Exercise instructions: Write each line word for word, from the line that contains "neck, that would be most appreciated." through the last line of the material below.

----

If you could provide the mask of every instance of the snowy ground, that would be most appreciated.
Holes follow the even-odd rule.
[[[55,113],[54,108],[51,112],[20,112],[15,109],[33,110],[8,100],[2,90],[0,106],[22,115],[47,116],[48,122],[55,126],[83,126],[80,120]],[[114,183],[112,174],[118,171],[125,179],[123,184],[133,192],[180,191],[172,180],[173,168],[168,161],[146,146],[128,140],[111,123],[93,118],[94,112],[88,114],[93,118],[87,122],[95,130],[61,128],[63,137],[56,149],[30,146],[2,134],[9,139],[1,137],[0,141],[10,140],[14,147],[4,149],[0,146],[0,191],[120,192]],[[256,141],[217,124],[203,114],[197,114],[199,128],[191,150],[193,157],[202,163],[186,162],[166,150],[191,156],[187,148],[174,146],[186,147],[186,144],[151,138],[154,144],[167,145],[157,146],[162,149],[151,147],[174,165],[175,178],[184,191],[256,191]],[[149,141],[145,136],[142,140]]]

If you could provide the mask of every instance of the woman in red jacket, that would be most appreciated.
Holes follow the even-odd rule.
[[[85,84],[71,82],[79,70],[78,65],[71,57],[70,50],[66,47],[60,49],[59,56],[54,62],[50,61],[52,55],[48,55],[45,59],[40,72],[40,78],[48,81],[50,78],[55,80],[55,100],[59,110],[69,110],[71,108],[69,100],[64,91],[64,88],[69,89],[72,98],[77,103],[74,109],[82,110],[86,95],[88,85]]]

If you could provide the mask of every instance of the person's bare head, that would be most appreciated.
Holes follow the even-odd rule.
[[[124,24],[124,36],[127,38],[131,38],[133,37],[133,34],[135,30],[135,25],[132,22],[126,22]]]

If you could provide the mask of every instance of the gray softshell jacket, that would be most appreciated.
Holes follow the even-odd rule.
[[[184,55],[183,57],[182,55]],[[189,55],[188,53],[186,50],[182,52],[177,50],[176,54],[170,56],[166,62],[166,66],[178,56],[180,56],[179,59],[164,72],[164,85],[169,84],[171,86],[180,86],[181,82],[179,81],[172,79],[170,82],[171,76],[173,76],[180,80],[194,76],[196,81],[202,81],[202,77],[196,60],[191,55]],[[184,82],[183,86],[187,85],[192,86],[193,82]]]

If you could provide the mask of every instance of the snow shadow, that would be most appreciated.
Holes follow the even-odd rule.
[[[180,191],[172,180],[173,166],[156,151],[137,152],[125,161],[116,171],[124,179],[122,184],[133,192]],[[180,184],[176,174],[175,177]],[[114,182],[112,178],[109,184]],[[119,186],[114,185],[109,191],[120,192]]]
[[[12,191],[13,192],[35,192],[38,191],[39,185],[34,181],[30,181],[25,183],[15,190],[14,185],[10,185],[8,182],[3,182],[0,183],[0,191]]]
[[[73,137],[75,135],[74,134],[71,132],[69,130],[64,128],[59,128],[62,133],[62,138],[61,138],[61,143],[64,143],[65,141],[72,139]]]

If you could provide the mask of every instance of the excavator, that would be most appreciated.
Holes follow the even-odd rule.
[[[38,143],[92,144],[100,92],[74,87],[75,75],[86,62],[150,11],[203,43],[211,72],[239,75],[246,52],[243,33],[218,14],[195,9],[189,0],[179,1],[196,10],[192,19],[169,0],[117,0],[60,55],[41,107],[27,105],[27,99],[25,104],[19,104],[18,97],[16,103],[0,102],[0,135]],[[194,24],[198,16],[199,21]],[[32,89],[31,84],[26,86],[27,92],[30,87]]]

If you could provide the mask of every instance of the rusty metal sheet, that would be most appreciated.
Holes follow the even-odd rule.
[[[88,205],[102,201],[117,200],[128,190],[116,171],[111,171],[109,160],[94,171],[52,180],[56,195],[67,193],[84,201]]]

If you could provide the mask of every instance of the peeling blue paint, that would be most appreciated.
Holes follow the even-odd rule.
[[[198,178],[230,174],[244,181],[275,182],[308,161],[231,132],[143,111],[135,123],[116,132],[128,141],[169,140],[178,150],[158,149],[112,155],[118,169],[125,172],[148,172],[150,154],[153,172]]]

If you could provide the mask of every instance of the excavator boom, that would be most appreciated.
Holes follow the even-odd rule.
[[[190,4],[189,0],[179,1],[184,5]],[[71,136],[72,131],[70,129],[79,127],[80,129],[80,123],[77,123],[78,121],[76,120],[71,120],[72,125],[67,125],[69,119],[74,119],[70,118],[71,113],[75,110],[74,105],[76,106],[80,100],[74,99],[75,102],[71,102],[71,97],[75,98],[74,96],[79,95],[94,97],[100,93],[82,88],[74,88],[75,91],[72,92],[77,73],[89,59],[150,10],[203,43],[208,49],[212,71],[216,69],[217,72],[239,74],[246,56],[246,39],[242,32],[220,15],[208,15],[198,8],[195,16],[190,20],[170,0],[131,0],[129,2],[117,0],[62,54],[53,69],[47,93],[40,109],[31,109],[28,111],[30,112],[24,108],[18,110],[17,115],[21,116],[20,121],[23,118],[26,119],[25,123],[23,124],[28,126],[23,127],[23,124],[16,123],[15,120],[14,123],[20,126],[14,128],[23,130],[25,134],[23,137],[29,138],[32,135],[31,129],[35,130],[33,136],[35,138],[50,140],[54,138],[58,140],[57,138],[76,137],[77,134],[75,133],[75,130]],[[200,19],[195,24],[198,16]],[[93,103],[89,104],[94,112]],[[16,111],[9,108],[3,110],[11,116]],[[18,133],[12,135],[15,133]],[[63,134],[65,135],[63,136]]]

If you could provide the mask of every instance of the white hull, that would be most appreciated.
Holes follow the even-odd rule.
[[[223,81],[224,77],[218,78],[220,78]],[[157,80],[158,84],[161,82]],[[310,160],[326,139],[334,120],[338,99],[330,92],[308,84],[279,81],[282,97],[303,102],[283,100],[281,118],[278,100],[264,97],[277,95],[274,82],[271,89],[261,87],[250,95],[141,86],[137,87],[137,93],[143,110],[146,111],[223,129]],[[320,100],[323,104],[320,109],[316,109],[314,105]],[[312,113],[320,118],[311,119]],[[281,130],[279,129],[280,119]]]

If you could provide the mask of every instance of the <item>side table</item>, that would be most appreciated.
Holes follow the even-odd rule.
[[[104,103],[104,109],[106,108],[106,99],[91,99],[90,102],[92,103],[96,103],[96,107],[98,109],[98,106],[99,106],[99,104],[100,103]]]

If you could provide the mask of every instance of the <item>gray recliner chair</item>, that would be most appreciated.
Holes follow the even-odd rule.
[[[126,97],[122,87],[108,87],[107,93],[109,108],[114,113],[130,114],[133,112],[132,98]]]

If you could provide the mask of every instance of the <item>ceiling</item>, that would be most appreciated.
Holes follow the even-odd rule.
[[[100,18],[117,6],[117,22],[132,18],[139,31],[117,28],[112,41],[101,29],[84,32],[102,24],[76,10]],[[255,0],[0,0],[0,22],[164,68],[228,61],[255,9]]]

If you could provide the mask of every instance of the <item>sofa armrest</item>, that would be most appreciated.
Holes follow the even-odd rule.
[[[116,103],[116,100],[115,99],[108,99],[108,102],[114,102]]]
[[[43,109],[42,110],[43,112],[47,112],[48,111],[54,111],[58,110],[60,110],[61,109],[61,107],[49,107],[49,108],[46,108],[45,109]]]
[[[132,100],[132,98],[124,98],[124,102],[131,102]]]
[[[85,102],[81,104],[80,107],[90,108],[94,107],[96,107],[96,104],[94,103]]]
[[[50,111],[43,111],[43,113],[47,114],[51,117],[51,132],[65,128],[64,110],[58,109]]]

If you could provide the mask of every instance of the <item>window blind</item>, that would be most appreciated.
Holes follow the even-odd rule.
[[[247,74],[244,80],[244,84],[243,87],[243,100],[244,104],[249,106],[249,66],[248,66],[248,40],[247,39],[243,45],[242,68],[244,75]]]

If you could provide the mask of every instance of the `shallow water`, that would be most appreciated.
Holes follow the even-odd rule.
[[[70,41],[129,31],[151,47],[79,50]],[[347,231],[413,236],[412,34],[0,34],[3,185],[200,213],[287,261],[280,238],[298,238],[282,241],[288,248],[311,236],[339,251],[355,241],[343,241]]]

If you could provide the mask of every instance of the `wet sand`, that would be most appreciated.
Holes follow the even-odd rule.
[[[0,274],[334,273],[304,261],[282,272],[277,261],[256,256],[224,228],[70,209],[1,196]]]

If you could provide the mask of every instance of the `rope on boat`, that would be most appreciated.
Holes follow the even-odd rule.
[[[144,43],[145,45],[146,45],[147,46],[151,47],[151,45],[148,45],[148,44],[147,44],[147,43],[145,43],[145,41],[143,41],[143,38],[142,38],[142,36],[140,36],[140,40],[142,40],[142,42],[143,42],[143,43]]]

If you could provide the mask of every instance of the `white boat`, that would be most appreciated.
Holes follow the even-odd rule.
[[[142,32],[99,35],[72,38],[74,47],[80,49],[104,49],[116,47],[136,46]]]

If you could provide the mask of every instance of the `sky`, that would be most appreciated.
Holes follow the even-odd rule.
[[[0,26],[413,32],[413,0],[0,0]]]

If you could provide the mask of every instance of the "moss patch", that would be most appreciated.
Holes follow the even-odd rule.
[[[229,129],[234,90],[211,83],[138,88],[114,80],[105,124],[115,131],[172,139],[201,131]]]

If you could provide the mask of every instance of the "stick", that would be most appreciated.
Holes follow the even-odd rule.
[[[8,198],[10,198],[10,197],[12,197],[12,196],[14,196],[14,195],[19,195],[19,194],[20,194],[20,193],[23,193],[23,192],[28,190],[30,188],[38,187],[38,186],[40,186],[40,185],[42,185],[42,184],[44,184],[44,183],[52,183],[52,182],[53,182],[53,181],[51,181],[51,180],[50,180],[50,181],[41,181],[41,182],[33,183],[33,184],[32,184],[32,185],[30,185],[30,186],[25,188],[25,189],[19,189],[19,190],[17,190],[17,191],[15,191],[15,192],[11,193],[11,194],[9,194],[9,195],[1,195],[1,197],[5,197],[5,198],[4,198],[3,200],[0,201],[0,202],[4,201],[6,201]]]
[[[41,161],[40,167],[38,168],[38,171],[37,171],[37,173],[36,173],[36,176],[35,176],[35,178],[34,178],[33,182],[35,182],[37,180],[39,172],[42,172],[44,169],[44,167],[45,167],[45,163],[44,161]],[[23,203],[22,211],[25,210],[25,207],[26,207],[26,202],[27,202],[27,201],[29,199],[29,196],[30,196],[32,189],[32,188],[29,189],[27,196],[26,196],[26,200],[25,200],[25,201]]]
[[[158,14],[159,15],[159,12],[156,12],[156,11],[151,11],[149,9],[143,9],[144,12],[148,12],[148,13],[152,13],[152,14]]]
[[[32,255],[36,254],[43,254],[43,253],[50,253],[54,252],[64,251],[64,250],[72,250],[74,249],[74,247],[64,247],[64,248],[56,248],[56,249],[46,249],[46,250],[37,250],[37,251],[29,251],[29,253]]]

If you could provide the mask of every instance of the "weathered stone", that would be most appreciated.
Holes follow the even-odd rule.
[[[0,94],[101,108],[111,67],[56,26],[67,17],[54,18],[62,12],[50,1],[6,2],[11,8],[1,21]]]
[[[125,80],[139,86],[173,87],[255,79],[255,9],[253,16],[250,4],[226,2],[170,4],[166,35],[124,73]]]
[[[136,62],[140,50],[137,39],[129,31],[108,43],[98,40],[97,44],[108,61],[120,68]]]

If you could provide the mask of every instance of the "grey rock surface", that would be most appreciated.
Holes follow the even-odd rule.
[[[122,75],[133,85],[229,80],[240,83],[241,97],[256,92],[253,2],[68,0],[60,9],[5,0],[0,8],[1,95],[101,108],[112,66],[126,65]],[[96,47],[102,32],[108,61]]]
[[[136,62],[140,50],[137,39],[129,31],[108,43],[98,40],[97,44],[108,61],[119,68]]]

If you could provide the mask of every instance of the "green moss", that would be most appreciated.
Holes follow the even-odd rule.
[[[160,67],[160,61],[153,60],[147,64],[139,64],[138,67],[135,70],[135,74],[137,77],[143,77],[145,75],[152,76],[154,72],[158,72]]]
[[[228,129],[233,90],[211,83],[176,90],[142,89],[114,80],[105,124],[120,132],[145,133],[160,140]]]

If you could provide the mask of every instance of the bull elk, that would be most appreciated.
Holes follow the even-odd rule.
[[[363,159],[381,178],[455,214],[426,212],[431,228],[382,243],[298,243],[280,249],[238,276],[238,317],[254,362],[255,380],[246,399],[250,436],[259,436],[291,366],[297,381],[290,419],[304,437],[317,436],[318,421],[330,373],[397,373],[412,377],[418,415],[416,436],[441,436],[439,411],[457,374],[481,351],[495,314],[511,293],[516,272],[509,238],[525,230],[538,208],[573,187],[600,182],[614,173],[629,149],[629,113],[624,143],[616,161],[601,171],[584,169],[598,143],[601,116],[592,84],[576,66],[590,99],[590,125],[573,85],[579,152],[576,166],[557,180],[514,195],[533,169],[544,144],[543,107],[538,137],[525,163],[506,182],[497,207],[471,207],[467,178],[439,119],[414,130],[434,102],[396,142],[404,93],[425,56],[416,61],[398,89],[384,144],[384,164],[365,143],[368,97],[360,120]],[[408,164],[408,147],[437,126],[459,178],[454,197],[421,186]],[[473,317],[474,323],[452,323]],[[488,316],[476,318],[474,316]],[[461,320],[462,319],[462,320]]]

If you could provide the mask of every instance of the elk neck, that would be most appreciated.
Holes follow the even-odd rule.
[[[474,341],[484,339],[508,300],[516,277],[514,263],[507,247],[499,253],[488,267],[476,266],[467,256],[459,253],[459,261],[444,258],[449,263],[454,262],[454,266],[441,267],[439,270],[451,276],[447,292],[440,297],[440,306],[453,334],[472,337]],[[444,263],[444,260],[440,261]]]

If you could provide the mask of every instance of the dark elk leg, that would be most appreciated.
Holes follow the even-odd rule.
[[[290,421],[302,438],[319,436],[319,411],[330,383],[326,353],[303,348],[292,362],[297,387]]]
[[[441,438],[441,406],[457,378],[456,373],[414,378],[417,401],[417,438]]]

----

Correct answer:
If you could provide the mask of every instance of the elk neck, that would be most appreciated.
Holes follow the even-odd rule.
[[[474,341],[484,339],[508,300],[516,277],[514,263],[507,247],[499,253],[488,267],[476,266],[467,256],[459,253],[459,261],[444,258],[449,263],[454,262],[454,266],[441,267],[439,270],[451,276],[447,292],[440,297],[440,306],[453,334],[472,337]],[[444,263],[444,260],[440,261]]]

If you could provide the mask of every instance of the dark elk leg, that would be most appreciated.
Holes follow the even-odd rule.
[[[290,421],[302,438],[319,436],[319,411],[330,383],[326,353],[303,348],[292,362],[297,387]]]
[[[441,438],[441,406],[457,378],[456,373],[414,378],[417,401],[417,438]]]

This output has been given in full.